■ What is expected
Extract the listing below in full, unchanged.

■ Records provided
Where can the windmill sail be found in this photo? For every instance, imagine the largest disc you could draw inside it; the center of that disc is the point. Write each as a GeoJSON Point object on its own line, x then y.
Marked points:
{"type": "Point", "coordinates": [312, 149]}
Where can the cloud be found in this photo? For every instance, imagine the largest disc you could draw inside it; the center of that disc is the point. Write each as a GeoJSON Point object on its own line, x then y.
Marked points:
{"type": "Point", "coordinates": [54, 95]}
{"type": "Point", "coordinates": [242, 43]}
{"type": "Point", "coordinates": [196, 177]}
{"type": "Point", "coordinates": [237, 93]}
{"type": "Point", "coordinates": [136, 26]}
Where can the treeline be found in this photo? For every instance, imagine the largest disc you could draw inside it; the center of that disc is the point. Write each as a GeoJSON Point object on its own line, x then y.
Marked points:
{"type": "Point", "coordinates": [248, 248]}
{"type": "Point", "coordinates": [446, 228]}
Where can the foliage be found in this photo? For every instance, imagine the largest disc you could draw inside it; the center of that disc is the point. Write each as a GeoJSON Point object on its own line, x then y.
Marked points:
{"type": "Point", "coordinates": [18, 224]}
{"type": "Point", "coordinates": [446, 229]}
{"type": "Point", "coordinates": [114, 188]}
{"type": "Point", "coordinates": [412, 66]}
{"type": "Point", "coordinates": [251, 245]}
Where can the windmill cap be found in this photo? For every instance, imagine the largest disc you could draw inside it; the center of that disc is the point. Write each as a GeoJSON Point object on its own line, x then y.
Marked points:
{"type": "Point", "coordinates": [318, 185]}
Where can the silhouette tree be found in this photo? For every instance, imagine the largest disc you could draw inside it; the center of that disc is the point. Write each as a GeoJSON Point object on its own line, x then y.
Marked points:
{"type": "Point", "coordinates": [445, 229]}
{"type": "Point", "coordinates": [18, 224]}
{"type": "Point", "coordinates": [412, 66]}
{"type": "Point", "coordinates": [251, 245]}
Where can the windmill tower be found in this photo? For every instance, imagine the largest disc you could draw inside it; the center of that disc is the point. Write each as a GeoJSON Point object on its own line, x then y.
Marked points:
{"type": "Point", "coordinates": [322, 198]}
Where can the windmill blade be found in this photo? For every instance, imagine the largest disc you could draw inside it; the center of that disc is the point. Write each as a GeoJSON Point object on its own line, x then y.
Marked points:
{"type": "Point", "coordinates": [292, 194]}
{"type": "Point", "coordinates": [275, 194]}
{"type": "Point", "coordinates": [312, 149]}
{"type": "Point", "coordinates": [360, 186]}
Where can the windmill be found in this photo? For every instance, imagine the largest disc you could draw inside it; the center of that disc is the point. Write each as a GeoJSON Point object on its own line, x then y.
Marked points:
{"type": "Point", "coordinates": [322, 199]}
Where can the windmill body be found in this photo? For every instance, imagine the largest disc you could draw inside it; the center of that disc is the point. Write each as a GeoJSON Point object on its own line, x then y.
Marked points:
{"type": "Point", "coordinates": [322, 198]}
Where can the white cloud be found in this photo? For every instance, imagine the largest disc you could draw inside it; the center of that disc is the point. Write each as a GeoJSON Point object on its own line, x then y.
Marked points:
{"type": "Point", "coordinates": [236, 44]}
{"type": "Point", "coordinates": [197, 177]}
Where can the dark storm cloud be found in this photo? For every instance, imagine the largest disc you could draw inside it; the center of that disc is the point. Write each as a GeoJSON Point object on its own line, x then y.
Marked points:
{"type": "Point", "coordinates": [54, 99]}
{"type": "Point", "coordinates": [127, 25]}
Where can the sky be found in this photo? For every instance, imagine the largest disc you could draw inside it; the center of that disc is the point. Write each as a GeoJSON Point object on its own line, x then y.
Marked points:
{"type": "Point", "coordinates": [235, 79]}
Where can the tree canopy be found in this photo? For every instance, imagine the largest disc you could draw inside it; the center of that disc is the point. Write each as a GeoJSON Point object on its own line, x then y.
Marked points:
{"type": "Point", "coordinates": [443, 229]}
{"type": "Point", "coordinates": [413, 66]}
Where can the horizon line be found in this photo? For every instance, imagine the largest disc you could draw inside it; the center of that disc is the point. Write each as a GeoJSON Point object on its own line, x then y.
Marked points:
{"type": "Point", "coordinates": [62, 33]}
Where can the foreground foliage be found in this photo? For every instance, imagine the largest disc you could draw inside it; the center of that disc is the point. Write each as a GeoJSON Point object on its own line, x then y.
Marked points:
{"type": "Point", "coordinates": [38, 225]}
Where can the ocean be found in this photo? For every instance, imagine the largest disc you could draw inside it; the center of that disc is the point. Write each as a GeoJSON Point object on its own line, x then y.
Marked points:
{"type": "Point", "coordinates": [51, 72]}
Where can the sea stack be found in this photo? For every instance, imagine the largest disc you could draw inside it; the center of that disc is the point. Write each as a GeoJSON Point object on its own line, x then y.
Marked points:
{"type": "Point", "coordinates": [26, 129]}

■ Response to the exercise
Where can the windmill sail be found in this photo? For every instance, imagine the largest disc you could draw inside it; the center of that disc is the point. Write each as a GeoJSON Point object on its own line, x then y.
Marked points:
{"type": "Point", "coordinates": [312, 149]}
Where can the cloud be found in this photo? For every instance, imagine the largest disc you could draw inside it; the center of that disc is the point. Write each as a GeoJSON Point object on its own line, x then y.
Marked points:
{"type": "Point", "coordinates": [54, 95]}
{"type": "Point", "coordinates": [242, 43]}
{"type": "Point", "coordinates": [196, 177]}
{"type": "Point", "coordinates": [237, 93]}
{"type": "Point", "coordinates": [136, 26]}
Where can the treeline be found in this photo? For every instance, imagine the largest disc you could draw inside it; the center of that disc is the point. Write each as a GeoJSON Point object on its own line, x then y.
Marked points:
{"type": "Point", "coordinates": [248, 248]}
{"type": "Point", "coordinates": [446, 228]}
Where can the foliage be found in this photo? For every instance, imagine the largest disc you could draw inside it; the center of that disc is the point. Write each as a GeoJSON Point object on its own line, x then y.
Marked points:
{"type": "Point", "coordinates": [18, 224]}
{"type": "Point", "coordinates": [446, 229]}
{"type": "Point", "coordinates": [114, 188]}
{"type": "Point", "coordinates": [412, 66]}
{"type": "Point", "coordinates": [251, 245]}
Where can the windmill cap be found in this photo? For every instance, imagine the largest disc you could draw inside it; the center of that disc is the point. Write each as a GeoJSON Point object on its own line, x then y.
Marked points:
{"type": "Point", "coordinates": [318, 185]}
Where can the silhouette tree be found in this photo? For every instance, imagine the largest disc you could draw inside it; the center of that disc is the point. Write each as a GeoJSON Point object on its own line, x then y.
Marked points:
{"type": "Point", "coordinates": [445, 229]}
{"type": "Point", "coordinates": [18, 224]}
{"type": "Point", "coordinates": [412, 66]}
{"type": "Point", "coordinates": [251, 245]}
Where can the windmill tower be found in this photo? For every instance, imagine the largest disc you could draw inside it; the center of that disc is the point. Write each as a GeoJSON Point object on its own line, x then y.
Marked points:
{"type": "Point", "coordinates": [322, 198]}
Where can the windmill blade be found in this photo? For every instance, imagine the largest disc you could draw inside it; the center of that disc is the point. Write each as a GeoJSON Point object on its own line, x then y.
Marked points:
{"type": "Point", "coordinates": [292, 194]}
{"type": "Point", "coordinates": [275, 194]}
{"type": "Point", "coordinates": [312, 149]}
{"type": "Point", "coordinates": [360, 186]}
Where can the windmill be found in this photo? For every instance, imagine the largest disc you could draw inside it; the center of that disc is the point. Write each as a GeoJSON Point object on its own line, x then y.
Marked points:
{"type": "Point", "coordinates": [322, 199]}
Where can the windmill body be found in this photo? For every instance, imagine the largest disc you could draw inside it; the center of that disc is the point. Write each as a GeoJSON Point object on its own line, x then y.
Marked points:
{"type": "Point", "coordinates": [322, 198]}
Where can the white cloud be found in this photo? For every instance, imagine the largest disc you could draw inside it; the center of that disc is the point. Write each as a GeoJSON Point object on its own line, x then y.
Marked points:
{"type": "Point", "coordinates": [236, 44]}
{"type": "Point", "coordinates": [197, 177]}
Where can the dark storm cloud be found in this photo? For every instance, imagine the largest disc you could draw inside it; the center of that disc is the point. Write each as a GeoJSON Point object on its own line, x then y.
Marked points:
{"type": "Point", "coordinates": [54, 99]}
{"type": "Point", "coordinates": [127, 25]}
Where can the sky be found in this photo? For every instance, imagine the largest disc you could draw inside it; the center of that disc is the point. Write each as a GeoJSON Point object on its own line, x then y.
Marked points:
{"type": "Point", "coordinates": [235, 79]}
Where can the tree canopy be found in this photo? For every instance, imagine the largest disc you could draw inside it; the center of that disc is the point. Write each as a GeoJSON Point object on its own line, x then y.
Marked points:
{"type": "Point", "coordinates": [443, 229]}
{"type": "Point", "coordinates": [413, 66]}
Where can the horizon line be found in this photo? For every instance, imagine the largest disc you could draw inside it; the center of that disc is the point. Write each as a GeoJSON Point object on its own line, x then y.
Marked points:
{"type": "Point", "coordinates": [62, 33]}
Where can the foreground foliage be found in this photo? For every instance, imagine the largest disc you could draw inside it; the center of that disc is the point. Write each as a GeoJSON Point object on its own line, x then y.
Marked points:
{"type": "Point", "coordinates": [38, 225]}
Where can the ocean be found in this photo? For every instance, imagine the largest disc you could draw inside it; the center of that disc is the point. Write each as a GeoJSON Point object on its own line, x then y.
Marked points:
{"type": "Point", "coordinates": [51, 72]}
Where can the sea stack be found in this photo? For every instance, imagine the largest disc you could draw inside it; the center of that disc is the point. Write each as a GeoJSON Point object on its own line, x then y.
Marked points:
{"type": "Point", "coordinates": [26, 129]}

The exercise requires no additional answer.